**HOW TO COMPLETE THIS TASK:** Whatever lies between the line with "Target: red cap" and the end of the data, both included, must be copied exactly and without pictures.

** EXCERPTED RECORDS follows **

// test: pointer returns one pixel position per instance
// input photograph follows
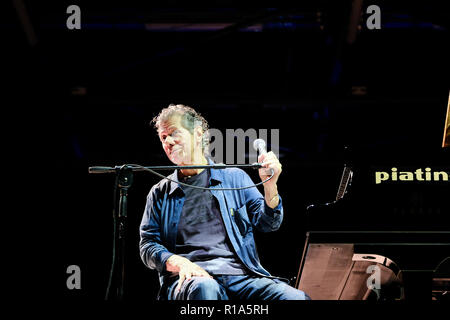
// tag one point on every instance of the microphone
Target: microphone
(260, 146)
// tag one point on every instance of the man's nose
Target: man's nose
(170, 140)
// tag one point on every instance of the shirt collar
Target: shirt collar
(215, 178)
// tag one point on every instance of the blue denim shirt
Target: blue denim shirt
(242, 212)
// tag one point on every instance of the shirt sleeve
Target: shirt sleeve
(153, 253)
(264, 218)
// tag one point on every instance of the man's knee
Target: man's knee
(202, 288)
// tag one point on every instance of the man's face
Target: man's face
(177, 141)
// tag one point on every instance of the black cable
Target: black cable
(196, 187)
(114, 260)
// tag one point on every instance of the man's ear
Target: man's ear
(198, 133)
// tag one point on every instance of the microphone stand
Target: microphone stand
(124, 180)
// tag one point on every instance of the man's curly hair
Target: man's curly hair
(190, 119)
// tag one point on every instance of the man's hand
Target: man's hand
(270, 161)
(185, 269)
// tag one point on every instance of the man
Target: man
(201, 241)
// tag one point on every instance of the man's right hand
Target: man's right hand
(185, 269)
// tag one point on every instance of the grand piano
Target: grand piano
(402, 226)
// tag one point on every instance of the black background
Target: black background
(86, 97)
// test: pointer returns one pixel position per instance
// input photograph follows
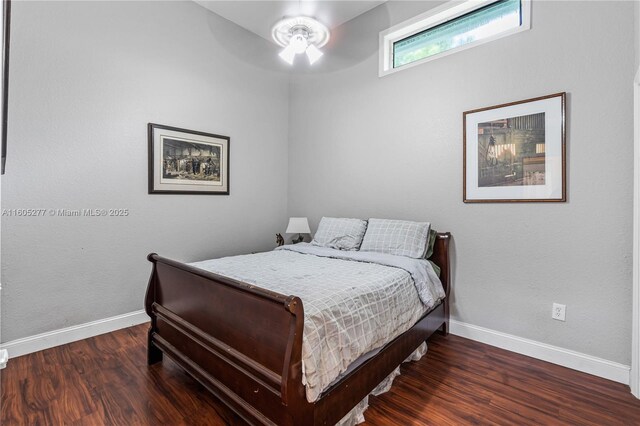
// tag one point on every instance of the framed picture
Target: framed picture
(187, 162)
(515, 152)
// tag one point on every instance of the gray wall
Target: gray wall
(86, 78)
(637, 37)
(365, 146)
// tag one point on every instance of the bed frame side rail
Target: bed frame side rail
(243, 343)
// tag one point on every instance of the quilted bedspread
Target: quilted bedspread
(353, 302)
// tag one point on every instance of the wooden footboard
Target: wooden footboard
(244, 343)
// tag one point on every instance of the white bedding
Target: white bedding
(350, 306)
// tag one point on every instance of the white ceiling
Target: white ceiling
(260, 16)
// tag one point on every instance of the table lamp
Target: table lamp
(298, 225)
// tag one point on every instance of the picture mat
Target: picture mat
(157, 155)
(164, 180)
(552, 189)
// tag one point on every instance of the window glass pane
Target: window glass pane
(476, 25)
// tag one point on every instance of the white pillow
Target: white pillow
(398, 237)
(340, 233)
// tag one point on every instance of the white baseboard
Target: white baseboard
(54, 338)
(554, 354)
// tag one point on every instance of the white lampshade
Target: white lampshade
(298, 225)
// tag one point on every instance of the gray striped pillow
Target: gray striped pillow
(340, 233)
(398, 237)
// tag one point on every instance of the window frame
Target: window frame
(432, 18)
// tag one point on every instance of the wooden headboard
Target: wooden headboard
(441, 258)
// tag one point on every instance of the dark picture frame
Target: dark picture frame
(516, 152)
(6, 33)
(185, 161)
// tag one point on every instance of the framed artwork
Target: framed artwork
(187, 162)
(515, 152)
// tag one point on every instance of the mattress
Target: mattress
(352, 304)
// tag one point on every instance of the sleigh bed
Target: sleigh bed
(245, 343)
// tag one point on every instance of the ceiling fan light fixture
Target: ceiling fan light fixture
(300, 35)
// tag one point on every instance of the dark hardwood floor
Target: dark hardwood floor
(105, 380)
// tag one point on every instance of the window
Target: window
(451, 28)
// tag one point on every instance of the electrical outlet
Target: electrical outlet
(559, 312)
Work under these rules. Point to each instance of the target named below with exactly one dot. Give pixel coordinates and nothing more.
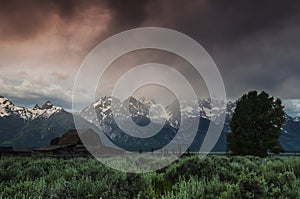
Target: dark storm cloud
(254, 43)
(26, 19)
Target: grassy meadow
(189, 177)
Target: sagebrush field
(189, 177)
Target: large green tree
(256, 125)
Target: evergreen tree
(256, 125)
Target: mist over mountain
(36, 126)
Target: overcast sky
(255, 44)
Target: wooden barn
(71, 145)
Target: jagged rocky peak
(47, 105)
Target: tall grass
(189, 177)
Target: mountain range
(20, 126)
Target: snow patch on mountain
(7, 108)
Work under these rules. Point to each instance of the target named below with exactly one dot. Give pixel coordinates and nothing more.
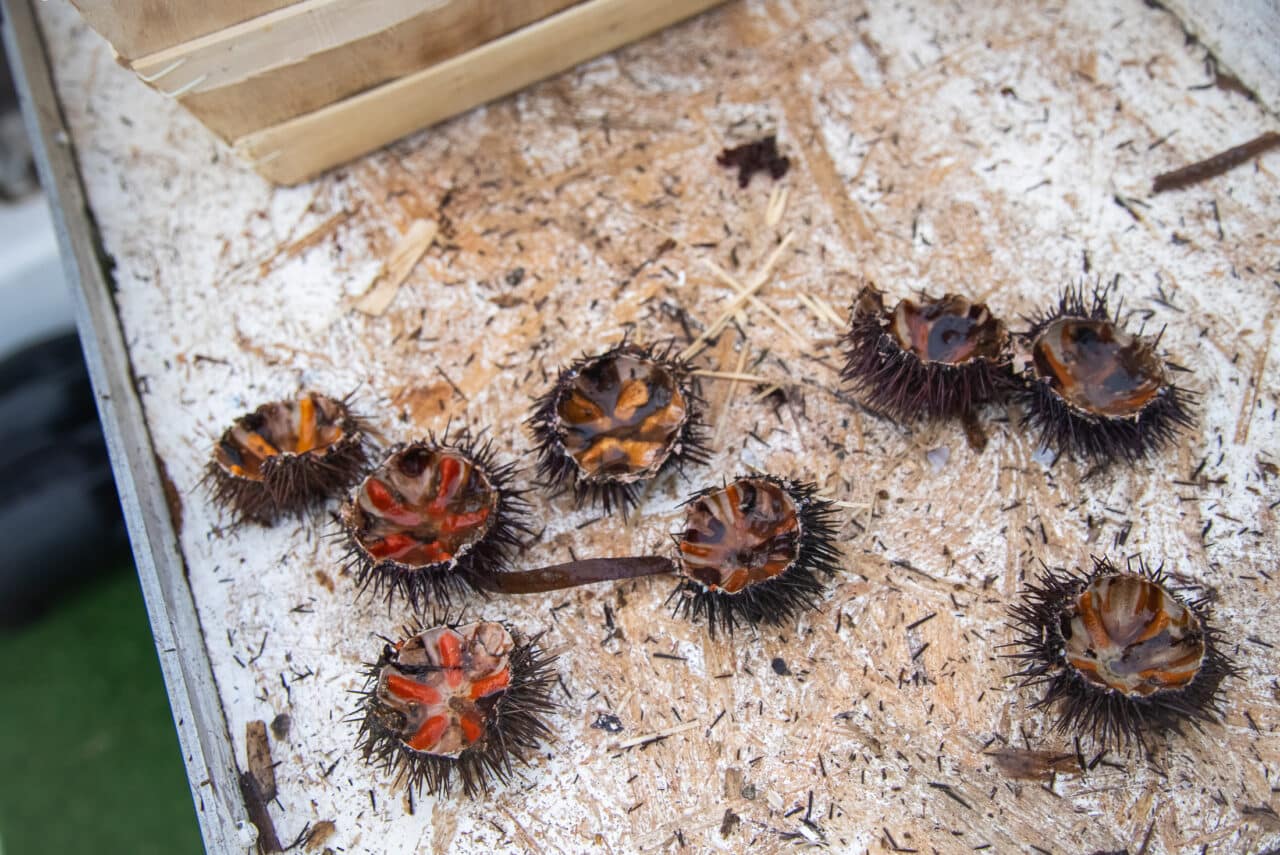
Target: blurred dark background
(88, 754)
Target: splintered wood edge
(411, 247)
(302, 147)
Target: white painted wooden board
(937, 146)
(1244, 35)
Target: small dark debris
(280, 726)
(753, 158)
(607, 722)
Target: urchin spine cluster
(785, 597)
(557, 467)
(1097, 438)
(899, 384)
(293, 483)
(438, 584)
(1110, 717)
(515, 727)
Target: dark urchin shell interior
(1097, 438)
(1111, 718)
(512, 734)
(557, 469)
(899, 384)
(780, 599)
(293, 483)
(438, 584)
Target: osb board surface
(932, 147)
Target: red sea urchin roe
(949, 329)
(740, 535)
(442, 684)
(424, 507)
(1097, 367)
(307, 425)
(621, 416)
(1128, 634)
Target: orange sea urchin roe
(621, 416)
(307, 425)
(443, 685)
(1128, 634)
(423, 507)
(950, 330)
(1096, 367)
(740, 535)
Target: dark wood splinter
(572, 574)
(1215, 165)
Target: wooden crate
(297, 87)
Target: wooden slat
(302, 147)
(149, 26)
(314, 54)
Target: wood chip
(319, 833)
(650, 737)
(403, 257)
(777, 206)
(257, 750)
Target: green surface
(88, 755)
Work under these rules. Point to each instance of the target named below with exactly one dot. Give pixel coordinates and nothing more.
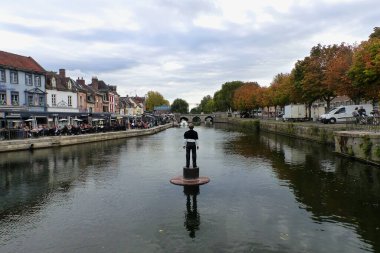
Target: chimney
(95, 83)
(81, 81)
(62, 73)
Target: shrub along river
(267, 194)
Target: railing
(17, 134)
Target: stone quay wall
(56, 141)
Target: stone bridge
(195, 118)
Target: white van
(343, 113)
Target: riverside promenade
(56, 141)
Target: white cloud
(183, 49)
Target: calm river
(267, 194)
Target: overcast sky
(181, 48)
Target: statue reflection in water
(192, 217)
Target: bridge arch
(197, 119)
(209, 118)
(183, 118)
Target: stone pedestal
(190, 173)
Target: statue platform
(190, 177)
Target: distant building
(61, 92)
(22, 83)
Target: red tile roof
(19, 62)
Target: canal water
(267, 194)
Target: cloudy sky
(181, 48)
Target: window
(14, 77)
(341, 110)
(15, 98)
(37, 81)
(53, 100)
(2, 76)
(28, 79)
(53, 82)
(41, 100)
(30, 100)
(3, 98)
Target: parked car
(343, 113)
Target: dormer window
(53, 83)
(37, 81)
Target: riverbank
(56, 141)
(362, 144)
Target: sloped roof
(61, 82)
(19, 62)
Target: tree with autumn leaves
(327, 72)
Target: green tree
(223, 99)
(365, 69)
(154, 98)
(376, 33)
(281, 90)
(207, 104)
(180, 106)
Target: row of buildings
(28, 91)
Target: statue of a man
(190, 143)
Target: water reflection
(28, 179)
(332, 188)
(268, 194)
(192, 217)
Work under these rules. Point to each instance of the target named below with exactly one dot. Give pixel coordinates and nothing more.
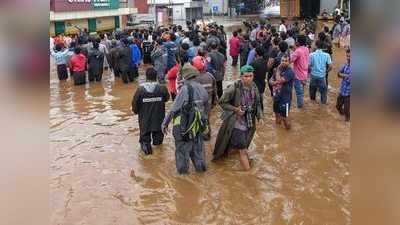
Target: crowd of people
(188, 66)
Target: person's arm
(136, 102)
(226, 99)
(250, 58)
(294, 56)
(341, 73)
(329, 62)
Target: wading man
(188, 113)
(149, 103)
(241, 105)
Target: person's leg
(219, 89)
(346, 109)
(323, 89)
(124, 76)
(313, 89)
(326, 78)
(234, 60)
(285, 115)
(158, 137)
(91, 75)
(100, 75)
(182, 156)
(145, 142)
(339, 104)
(269, 76)
(197, 154)
(299, 88)
(276, 112)
(244, 159)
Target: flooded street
(99, 176)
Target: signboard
(83, 5)
(215, 8)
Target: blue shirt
(136, 54)
(345, 87)
(251, 57)
(60, 58)
(172, 49)
(318, 63)
(284, 95)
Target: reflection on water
(99, 176)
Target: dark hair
(214, 45)
(276, 41)
(95, 45)
(321, 36)
(254, 44)
(185, 46)
(260, 51)
(77, 50)
(196, 42)
(302, 40)
(59, 47)
(283, 35)
(319, 44)
(285, 56)
(151, 74)
(283, 46)
(201, 52)
(290, 33)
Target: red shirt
(78, 63)
(171, 76)
(234, 44)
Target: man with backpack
(241, 105)
(188, 114)
(147, 47)
(149, 103)
(217, 67)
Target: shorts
(239, 139)
(282, 108)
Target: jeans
(318, 84)
(299, 88)
(234, 60)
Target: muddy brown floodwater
(98, 176)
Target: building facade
(68, 16)
(173, 11)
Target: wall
(66, 6)
(329, 5)
(222, 6)
(142, 6)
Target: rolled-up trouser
(318, 84)
(343, 105)
(79, 77)
(62, 72)
(220, 90)
(156, 136)
(299, 89)
(125, 75)
(193, 150)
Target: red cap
(198, 63)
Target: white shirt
(282, 28)
(51, 43)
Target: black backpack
(193, 122)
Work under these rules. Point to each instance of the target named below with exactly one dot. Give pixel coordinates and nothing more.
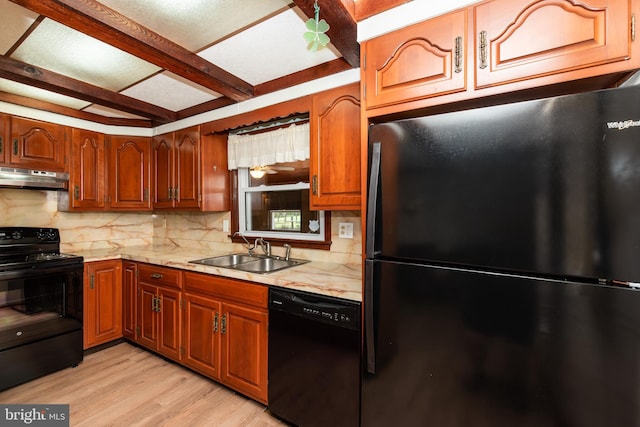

** End of EXCERPTED RECORDS **

**EXERCISE RESULT:**
Target: red cap
(198, 63)
Target: white shirt
(282, 28)
(51, 43)
Target: black backpack
(193, 122)
Work under these rules. Point to each instance of the target named below with exactly one dot. Give pixel coordinates and nothing more.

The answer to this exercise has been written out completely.